Find where "Objective — drop a marker on each instance of the window" occurs in the data below, and retype that line and every later line exactly.

-------- INPUT --------

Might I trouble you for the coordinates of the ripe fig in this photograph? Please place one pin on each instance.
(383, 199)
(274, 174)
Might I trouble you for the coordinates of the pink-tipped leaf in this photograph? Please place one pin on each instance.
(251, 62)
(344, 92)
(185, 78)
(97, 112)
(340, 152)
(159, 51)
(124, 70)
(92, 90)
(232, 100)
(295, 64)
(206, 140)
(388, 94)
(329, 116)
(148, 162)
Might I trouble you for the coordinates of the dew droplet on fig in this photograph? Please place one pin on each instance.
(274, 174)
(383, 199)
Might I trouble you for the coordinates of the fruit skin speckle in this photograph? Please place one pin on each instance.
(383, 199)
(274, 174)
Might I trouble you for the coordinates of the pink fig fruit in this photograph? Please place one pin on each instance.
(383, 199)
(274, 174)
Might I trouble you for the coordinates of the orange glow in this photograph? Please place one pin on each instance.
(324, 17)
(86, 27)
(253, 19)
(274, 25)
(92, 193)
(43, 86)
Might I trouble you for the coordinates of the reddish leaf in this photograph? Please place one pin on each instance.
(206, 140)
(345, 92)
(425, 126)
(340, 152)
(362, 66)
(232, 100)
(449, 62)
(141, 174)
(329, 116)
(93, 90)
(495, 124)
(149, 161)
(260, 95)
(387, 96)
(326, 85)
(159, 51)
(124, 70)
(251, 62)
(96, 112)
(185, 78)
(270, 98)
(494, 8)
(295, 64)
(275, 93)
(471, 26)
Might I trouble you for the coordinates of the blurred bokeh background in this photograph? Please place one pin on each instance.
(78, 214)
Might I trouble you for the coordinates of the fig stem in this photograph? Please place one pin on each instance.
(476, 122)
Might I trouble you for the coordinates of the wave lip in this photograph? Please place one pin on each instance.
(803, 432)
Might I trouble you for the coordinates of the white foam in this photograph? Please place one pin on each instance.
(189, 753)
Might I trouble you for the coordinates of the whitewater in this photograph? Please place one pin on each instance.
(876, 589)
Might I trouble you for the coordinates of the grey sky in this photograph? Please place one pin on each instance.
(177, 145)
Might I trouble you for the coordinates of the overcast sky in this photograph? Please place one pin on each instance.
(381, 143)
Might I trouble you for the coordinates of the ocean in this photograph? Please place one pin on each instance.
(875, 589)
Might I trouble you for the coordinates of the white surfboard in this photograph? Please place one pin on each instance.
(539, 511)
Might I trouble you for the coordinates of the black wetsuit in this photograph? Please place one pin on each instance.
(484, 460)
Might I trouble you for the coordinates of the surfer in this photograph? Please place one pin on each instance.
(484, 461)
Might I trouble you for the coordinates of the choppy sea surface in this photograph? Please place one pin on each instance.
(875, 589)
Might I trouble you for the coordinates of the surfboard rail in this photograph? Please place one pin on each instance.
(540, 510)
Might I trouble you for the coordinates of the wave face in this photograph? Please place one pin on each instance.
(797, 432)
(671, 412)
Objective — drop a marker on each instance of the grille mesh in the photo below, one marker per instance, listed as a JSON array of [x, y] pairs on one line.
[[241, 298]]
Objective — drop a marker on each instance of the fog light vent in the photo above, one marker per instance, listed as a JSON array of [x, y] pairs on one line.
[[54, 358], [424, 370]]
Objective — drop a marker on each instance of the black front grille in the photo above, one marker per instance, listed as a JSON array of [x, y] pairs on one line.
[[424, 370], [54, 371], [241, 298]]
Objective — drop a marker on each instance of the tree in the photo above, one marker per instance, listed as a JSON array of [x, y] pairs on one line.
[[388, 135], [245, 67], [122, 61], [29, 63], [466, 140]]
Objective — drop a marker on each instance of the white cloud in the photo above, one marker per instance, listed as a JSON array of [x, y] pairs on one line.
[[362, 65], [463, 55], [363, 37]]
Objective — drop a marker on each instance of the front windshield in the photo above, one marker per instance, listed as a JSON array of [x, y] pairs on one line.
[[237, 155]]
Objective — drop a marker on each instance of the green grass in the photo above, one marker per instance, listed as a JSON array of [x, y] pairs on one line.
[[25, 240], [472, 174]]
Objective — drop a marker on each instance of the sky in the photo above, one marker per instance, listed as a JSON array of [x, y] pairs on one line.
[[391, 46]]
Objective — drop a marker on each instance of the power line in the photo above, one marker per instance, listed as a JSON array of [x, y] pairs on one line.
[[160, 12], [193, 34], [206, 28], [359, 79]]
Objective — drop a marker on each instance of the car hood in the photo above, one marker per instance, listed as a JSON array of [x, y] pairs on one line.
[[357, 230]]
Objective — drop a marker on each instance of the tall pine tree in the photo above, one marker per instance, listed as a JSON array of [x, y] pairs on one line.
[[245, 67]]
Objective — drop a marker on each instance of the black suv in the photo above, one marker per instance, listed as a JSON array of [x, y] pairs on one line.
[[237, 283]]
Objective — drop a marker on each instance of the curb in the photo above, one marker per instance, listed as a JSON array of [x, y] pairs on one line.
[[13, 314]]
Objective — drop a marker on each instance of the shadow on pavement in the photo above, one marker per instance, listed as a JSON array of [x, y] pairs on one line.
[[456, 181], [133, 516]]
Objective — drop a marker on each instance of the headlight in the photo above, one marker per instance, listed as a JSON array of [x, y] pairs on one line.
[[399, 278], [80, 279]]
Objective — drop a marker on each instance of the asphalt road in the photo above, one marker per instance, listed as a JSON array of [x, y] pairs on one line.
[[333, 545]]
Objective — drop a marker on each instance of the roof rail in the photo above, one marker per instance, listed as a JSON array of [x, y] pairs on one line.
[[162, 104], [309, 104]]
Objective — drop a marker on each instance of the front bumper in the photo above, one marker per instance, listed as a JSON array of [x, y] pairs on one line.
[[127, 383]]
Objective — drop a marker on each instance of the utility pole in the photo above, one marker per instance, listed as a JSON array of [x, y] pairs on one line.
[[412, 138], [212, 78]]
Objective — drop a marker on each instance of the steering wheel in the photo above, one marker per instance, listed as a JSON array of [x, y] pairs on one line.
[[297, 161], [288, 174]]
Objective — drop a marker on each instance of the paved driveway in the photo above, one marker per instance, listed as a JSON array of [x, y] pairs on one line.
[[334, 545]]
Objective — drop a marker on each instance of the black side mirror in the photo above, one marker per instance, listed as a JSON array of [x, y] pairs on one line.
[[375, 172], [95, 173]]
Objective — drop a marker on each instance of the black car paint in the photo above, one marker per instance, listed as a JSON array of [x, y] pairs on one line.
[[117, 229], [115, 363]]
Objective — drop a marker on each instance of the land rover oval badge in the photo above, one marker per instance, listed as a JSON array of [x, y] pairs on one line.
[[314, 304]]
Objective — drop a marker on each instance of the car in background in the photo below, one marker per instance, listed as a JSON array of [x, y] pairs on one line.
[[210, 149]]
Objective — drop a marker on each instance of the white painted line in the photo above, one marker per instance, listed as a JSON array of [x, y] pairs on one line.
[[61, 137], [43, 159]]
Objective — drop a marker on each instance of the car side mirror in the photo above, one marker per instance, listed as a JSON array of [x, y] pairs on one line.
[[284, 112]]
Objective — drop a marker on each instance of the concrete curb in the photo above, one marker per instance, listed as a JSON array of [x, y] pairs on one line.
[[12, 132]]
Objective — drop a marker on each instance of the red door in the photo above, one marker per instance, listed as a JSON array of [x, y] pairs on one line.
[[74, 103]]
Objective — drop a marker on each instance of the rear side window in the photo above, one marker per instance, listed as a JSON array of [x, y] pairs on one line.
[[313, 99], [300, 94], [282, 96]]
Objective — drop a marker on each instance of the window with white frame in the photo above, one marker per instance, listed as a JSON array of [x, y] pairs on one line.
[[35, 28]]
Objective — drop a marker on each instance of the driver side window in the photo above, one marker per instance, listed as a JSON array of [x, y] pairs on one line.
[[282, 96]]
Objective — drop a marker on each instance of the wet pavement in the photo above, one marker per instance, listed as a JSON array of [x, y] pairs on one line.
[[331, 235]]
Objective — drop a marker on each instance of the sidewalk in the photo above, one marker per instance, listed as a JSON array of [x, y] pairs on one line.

--------

**RESULT**
Objective — drop a marker on each instance of the window with white frame in the photo above, one marker per instance, listed as a JSON array of [x, y] pairs on one line.
[[35, 28]]
Objective — drop a marker on each instance of the driver side window in the photo above, one marker per instance, listed as a JSON array of [x, y] pairs on one line.
[[282, 96]]
Objective — drop a marker on each instance of the wet pavement in the photo above, one marker per instance, listed as a JSON array of [x, y] pairs on one line.
[[331, 235]]
Objective — drop a marker on each instance of the sidewalk in the photo above, one marker per instance, listed as a JSON array of [x, y] pairs on one line.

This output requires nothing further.